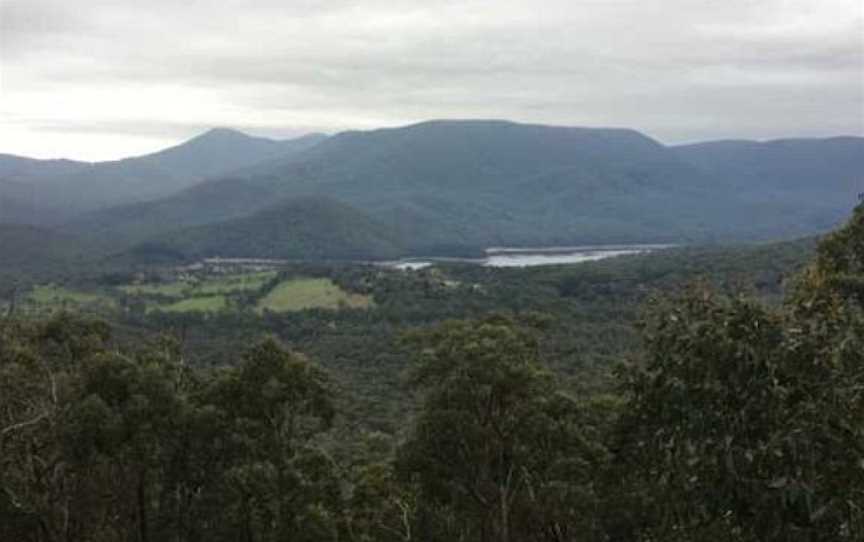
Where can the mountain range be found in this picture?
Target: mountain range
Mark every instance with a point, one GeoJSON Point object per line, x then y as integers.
{"type": "Point", "coordinates": [438, 187]}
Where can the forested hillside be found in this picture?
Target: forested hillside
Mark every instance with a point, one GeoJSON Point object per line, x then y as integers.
{"type": "Point", "coordinates": [448, 185]}
{"type": "Point", "coordinates": [305, 228]}
{"type": "Point", "coordinates": [465, 403]}
{"type": "Point", "coordinates": [54, 191]}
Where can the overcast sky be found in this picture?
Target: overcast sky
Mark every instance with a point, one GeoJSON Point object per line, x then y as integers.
{"type": "Point", "coordinates": [99, 79]}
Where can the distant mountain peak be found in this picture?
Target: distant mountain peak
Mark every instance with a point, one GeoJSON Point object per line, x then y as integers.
{"type": "Point", "coordinates": [222, 133]}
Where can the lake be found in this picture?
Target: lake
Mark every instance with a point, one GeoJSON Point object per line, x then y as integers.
{"type": "Point", "coordinates": [533, 256]}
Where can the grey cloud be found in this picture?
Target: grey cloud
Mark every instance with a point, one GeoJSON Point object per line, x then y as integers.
{"type": "Point", "coordinates": [679, 69]}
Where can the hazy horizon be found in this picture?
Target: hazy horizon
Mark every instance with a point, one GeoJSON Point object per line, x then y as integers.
{"type": "Point", "coordinates": [99, 80]}
{"type": "Point", "coordinates": [274, 135]}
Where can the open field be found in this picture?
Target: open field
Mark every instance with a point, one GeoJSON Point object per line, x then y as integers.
{"type": "Point", "coordinates": [213, 303]}
{"type": "Point", "coordinates": [210, 286]}
{"type": "Point", "coordinates": [309, 293]}
{"type": "Point", "coordinates": [51, 297]}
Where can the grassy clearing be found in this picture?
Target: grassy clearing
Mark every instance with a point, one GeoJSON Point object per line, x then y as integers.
{"type": "Point", "coordinates": [171, 289]}
{"type": "Point", "coordinates": [235, 283]}
{"type": "Point", "coordinates": [210, 286]}
{"type": "Point", "coordinates": [300, 294]}
{"type": "Point", "coordinates": [213, 303]}
{"type": "Point", "coordinates": [55, 297]}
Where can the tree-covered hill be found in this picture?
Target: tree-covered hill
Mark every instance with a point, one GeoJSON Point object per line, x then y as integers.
{"type": "Point", "coordinates": [306, 228]}
{"type": "Point", "coordinates": [481, 183]}
{"type": "Point", "coordinates": [57, 190]}
{"type": "Point", "coordinates": [29, 255]}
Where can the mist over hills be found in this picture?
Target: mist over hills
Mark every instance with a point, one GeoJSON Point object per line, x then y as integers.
{"type": "Point", "coordinates": [312, 228]}
{"type": "Point", "coordinates": [52, 191]}
{"type": "Point", "coordinates": [445, 187]}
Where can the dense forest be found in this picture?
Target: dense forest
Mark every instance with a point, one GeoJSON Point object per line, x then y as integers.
{"type": "Point", "coordinates": [718, 415]}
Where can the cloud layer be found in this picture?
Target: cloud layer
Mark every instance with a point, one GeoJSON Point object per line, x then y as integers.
{"type": "Point", "coordinates": [100, 78]}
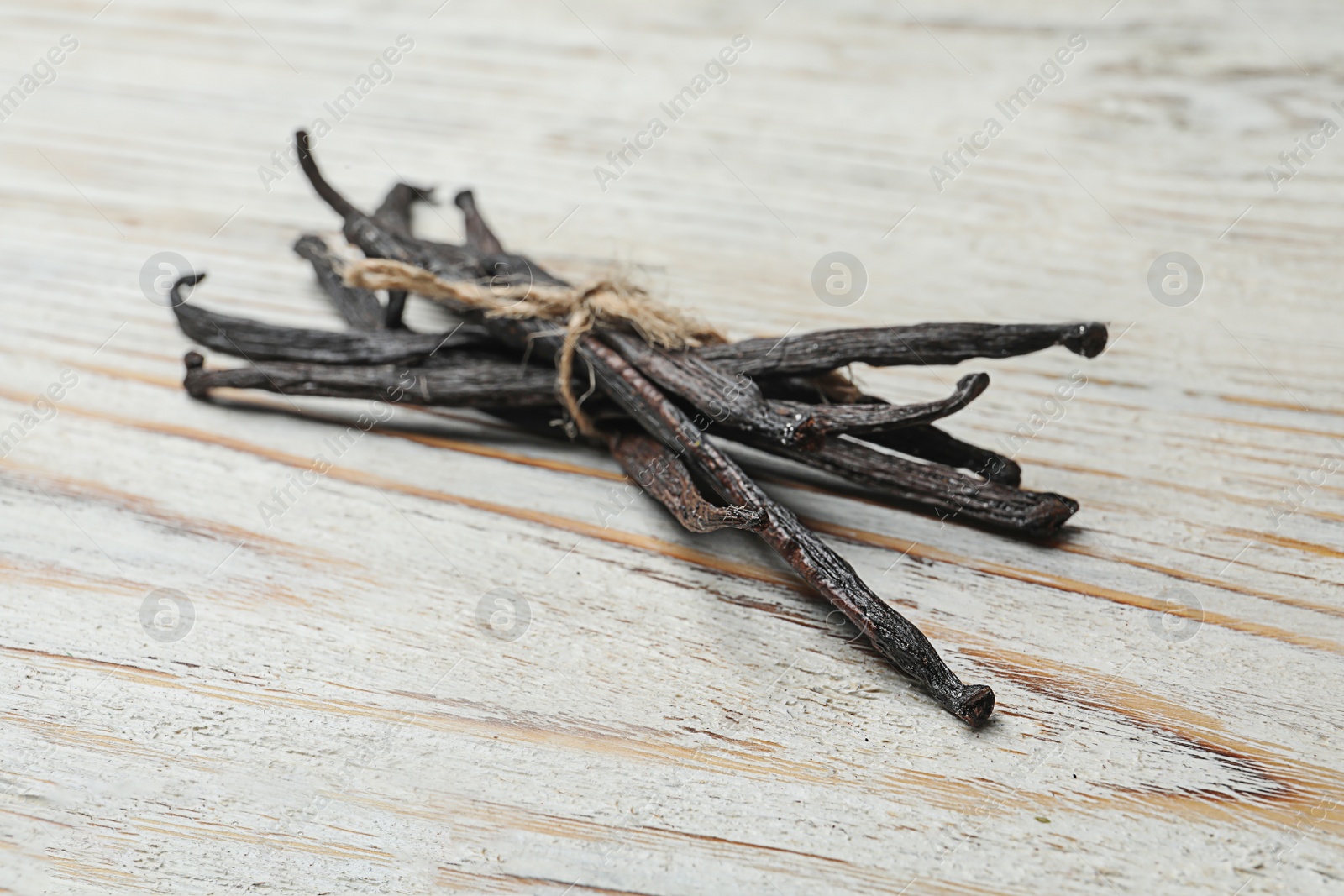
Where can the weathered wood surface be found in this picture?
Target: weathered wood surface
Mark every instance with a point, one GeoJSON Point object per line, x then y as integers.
{"type": "Point", "coordinates": [678, 716]}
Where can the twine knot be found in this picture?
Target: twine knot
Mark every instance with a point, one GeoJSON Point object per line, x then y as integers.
{"type": "Point", "coordinates": [609, 302]}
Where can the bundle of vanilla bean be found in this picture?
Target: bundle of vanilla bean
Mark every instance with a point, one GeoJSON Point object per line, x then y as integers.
{"type": "Point", "coordinates": [647, 383]}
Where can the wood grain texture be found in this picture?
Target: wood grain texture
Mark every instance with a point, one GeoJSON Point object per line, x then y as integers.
{"type": "Point", "coordinates": [679, 715]}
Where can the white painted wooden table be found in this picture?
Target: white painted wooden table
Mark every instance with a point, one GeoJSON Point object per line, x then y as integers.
{"type": "Point", "coordinates": [676, 715]}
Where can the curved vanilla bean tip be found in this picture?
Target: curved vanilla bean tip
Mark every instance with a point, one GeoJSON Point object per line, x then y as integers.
{"type": "Point", "coordinates": [974, 705]}
{"type": "Point", "coordinates": [195, 363]}
{"type": "Point", "coordinates": [479, 234]}
{"type": "Point", "coordinates": [339, 203]}
{"type": "Point", "coordinates": [1089, 340]}
{"type": "Point", "coordinates": [394, 214]}
{"type": "Point", "coordinates": [858, 419]}
{"type": "Point", "coordinates": [259, 342]}
{"type": "Point", "coordinates": [938, 343]}
{"type": "Point", "coordinates": [175, 293]}
{"type": "Point", "coordinates": [358, 307]}
{"type": "Point", "coordinates": [470, 380]}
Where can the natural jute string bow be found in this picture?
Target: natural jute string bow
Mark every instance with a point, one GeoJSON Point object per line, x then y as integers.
{"type": "Point", "coordinates": [581, 308]}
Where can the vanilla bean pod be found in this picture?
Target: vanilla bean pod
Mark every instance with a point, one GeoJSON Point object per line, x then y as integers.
{"type": "Point", "coordinates": [470, 380]}
{"type": "Point", "coordinates": [674, 458]}
{"type": "Point", "coordinates": [445, 259]}
{"type": "Point", "coordinates": [260, 342]}
{"type": "Point", "coordinates": [894, 636]}
{"type": "Point", "coordinates": [816, 354]}
{"type": "Point", "coordinates": [665, 479]}
{"type": "Point", "coordinates": [394, 214]}
{"type": "Point", "coordinates": [951, 493]}
{"type": "Point", "coordinates": [927, 441]}
{"type": "Point", "coordinates": [358, 307]}
{"type": "Point", "coordinates": [738, 402]}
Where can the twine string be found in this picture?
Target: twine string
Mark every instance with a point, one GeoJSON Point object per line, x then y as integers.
{"type": "Point", "coordinates": [612, 302]}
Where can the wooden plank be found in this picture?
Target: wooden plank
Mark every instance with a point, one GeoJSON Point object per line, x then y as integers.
{"type": "Point", "coordinates": [678, 714]}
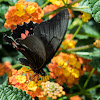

**WHAT YOU WILL DO**
Please give back exactly the lines from the first line of the records above through the line containing "Target: forested hillside", only those and both included, with the pictures removed.

**THE COMPLETED TASK**
Where can the mountain range be found in this picture?
Target: mountain range
Mark every instance with a point, one GeoJSON Point object per line, x then y as integers.
{"type": "Point", "coordinates": [438, 187]}
Where can the forested hillside be found in this picture?
Target: forested hillside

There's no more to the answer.